MATERIALS PROVIDED →

####

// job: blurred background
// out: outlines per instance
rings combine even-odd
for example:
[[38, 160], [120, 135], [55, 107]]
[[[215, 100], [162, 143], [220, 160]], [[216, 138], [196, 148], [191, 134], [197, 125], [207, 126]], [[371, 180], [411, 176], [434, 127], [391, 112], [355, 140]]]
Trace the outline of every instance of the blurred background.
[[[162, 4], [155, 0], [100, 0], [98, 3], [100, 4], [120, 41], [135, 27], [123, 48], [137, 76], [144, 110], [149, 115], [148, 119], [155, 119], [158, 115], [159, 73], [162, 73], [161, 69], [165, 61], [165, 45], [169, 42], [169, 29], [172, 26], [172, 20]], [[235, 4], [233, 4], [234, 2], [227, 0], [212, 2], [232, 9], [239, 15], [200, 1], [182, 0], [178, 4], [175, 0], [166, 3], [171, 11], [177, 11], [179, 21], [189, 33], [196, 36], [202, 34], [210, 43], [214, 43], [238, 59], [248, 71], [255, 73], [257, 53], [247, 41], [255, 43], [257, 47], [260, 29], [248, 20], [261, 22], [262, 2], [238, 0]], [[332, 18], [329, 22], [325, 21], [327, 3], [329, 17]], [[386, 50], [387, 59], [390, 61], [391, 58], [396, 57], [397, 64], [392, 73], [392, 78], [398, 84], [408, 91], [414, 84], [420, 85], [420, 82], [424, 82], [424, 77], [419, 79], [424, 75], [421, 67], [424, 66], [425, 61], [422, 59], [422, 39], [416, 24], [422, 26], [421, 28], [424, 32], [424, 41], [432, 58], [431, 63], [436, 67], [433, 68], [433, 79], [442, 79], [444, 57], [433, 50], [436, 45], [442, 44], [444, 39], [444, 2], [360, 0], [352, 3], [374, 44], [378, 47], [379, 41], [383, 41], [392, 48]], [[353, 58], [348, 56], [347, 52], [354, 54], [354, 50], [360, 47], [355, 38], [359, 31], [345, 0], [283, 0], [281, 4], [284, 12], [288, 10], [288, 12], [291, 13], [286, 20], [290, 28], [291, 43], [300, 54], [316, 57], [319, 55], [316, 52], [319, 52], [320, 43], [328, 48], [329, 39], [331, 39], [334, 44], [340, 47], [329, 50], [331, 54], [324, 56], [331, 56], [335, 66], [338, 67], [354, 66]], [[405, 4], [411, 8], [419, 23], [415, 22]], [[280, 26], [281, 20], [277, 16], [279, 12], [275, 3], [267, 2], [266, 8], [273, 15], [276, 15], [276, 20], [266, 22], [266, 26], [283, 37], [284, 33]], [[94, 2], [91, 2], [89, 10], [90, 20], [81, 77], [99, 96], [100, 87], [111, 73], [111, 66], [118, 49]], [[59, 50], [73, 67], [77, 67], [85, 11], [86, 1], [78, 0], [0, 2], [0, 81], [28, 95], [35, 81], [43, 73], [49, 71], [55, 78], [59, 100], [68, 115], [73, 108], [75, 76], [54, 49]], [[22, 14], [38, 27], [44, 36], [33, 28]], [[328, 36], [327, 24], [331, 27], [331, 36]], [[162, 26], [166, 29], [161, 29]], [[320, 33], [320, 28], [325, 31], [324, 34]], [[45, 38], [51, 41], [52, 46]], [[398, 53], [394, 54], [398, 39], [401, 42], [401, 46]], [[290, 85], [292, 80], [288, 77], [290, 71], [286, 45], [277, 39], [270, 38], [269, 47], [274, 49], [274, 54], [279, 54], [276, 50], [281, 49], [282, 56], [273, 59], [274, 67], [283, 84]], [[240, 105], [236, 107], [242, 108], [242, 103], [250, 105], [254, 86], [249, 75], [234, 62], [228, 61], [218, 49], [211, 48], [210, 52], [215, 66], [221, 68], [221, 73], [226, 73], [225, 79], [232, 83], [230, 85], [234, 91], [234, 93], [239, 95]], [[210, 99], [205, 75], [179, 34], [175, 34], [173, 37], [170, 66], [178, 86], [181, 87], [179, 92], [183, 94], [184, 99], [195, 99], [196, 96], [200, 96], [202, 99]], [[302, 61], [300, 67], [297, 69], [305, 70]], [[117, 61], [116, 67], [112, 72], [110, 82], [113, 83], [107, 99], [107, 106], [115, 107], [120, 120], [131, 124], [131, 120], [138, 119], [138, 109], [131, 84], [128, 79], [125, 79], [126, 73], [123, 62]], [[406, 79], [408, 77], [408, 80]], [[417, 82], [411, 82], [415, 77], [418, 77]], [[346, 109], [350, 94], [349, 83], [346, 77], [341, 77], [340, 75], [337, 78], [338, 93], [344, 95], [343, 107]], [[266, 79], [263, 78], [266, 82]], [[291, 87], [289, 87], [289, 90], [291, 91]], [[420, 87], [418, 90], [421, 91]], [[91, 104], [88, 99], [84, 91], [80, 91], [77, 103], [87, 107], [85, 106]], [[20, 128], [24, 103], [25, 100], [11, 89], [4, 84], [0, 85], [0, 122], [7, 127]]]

####

DESCRIPTION OF THE TASK →
Exactly reproduce the material above.

WRITTEN SOLUTION →
// job: blurred background
// out: outlines per instance
rings combine even-odd
for example:
[[38, 160], [120, 135], [55, 107]]
[[[215, 100], [162, 143], [220, 160]], [[216, 138], [196, 148], [191, 134], [197, 125], [207, 126]], [[371, 180], [411, 176], [434, 127], [391, 112], [355, 140]]]
Trace the outline of every instance of the blurred background.
[[[162, 4], [155, 0], [100, 0], [98, 3], [100, 4], [120, 41], [135, 27], [123, 48], [137, 76], [144, 110], [149, 115], [148, 119], [155, 119], [158, 115], [159, 73], [162, 73], [161, 69], [165, 61], [165, 45], [169, 42], [169, 29], [172, 26], [172, 20]], [[235, 4], [233, 4], [234, 2], [227, 0], [212, 2], [232, 9], [239, 15], [200, 1], [182, 0], [178, 4], [175, 0], [166, 3], [171, 11], [177, 11], [179, 21], [189, 33], [196, 36], [202, 34], [210, 43], [214, 43], [238, 59], [248, 71], [255, 73], [257, 53], [247, 41], [255, 43], [257, 47], [260, 29], [248, 20], [261, 22], [262, 2], [238, 0]], [[332, 18], [329, 22], [325, 21], [327, 3], [329, 17]], [[386, 50], [387, 59], [390, 61], [391, 58], [396, 57], [397, 64], [392, 73], [392, 78], [398, 84], [408, 91], [414, 84], [420, 85], [420, 82], [424, 82], [424, 77], [419, 79], [424, 75], [421, 67], [424, 66], [425, 61], [422, 59], [422, 39], [416, 24], [422, 26], [421, 28], [424, 32], [424, 41], [432, 58], [431, 63], [436, 67], [433, 68], [433, 79], [442, 79], [444, 57], [433, 50], [436, 45], [442, 44], [444, 39], [444, 2], [360, 0], [352, 3], [374, 44], [378, 47], [379, 41], [383, 41], [392, 48]], [[353, 58], [348, 56], [347, 52], [354, 54], [354, 50], [360, 47], [355, 38], [359, 31], [345, 0], [283, 0], [281, 4], [284, 12], [288, 10], [288, 12], [291, 13], [286, 20], [290, 28], [291, 43], [300, 54], [316, 57], [319, 55], [316, 52], [319, 52], [320, 43], [328, 48], [329, 39], [331, 39], [334, 44], [340, 47], [329, 50], [331, 54], [324, 56], [331, 56], [335, 66], [338, 67], [354, 66]], [[405, 4], [411, 8], [419, 23], [415, 22]], [[280, 26], [281, 20], [277, 16], [279, 12], [275, 3], [267, 2], [266, 8], [273, 15], [276, 15], [276, 20], [266, 22], [266, 26], [283, 37], [284, 33]], [[94, 2], [91, 2], [89, 10], [90, 20], [81, 77], [99, 96], [100, 87], [111, 73], [111, 66], [118, 49]], [[59, 50], [73, 67], [77, 67], [85, 11], [86, 1], [78, 0], [0, 2], [0, 81], [28, 95], [35, 81], [43, 73], [49, 71], [55, 78], [59, 100], [68, 115], [73, 108], [75, 76], [54, 49]], [[22, 14], [38, 27], [44, 36], [33, 28]], [[328, 36], [327, 24], [331, 27], [331, 36]], [[162, 26], [166, 29], [161, 29]], [[320, 33], [320, 28], [325, 31], [324, 34]], [[45, 38], [51, 41], [52, 46]], [[398, 53], [394, 54], [398, 39], [401, 42], [401, 46]], [[290, 85], [292, 80], [288, 77], [290, 71], [286, 45], [277, 39], [270, 38], [269, 47], [274, 49], [274, 54], [279, 54], [276, 50], [281, 49], [282, 56], [273, 59], [274, 67], [283, 84]], [[240, 105], [236, 107], [242, 108], [242, 103], [250, 105], [254, 86], [249, 75], [234, 62], [228, 61], [218, 49], [211, 48], [210, 52], [215, 66], [221, 68], [221, 73], [226, 73], [225, 79], [232, 83], [230, 85], [234, 91], [234, 93], [239, 95]], [[210, 99], [205, 75], [179, 34], [175, 34], [173, 37], [170, 66], [178, 86], [181, 87], [179, 92], [183, 94], [184, 99], [195, 99], [196, 96], [200, 96], [202, 99]], [[302, 61], [300, 67], [297, 69], [305, 70]], [[117, 61], [116, 67], [112, 72], [110, 82], [113, 83], [107, 99], [107, 106], [115, 107], [120, 120], [131, 124], [131, 120], [138, 119], [138, 109], [131, 84], [128, 79], [125, 79], [126, 73], [123, 62]], [[406, 79], [408, 77], [408, 80]], [[417, 82], [411, 82], [415, 77], [418, 77]], [[346, 109], [350, 94], [349, 83], [346, 77], [341, 77], [340, 75], [337, 78], [338, 93], [344, 95], [343, 107]], [[266, 79], [263, 78], [266, 82]], [[291, 87], [289, 87], [289, 90], [291, 91]], [[420, 87], [418, 90], [421, 91]], [[91, 104], [88, 99], [84, 91], [80, 91], [77, 103], [87, 107], [85, 106]], [[20, 128], [24, 103], [25, 100], [11, 89], [4, 84], [0, 85], [0, 122], [7, 127]]]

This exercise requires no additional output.